======== Information provided

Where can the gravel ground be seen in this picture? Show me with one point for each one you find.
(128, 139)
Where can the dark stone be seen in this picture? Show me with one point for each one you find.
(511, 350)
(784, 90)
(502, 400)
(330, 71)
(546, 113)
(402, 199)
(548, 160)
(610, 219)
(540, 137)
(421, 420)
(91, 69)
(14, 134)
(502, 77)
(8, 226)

================

-- Prompt --
Copy down the whole of the data above, matching it exactly.

-- Final answer --
Where can the gravel ground be seen in this picture? Show me with one point for each one you find.
(128, 139)
Where can the dark stone be seen in this picture? Show me with one point for each one you find.
(511, 350)
(784, 90)
(502, 400)
(330, 71)
(546, 113)
(402, 199)
(548, 160)
(610, 219)
(540, 137)
(421, 420)
(91, 69)
(14, 134)
(502, 77)
(8, 226)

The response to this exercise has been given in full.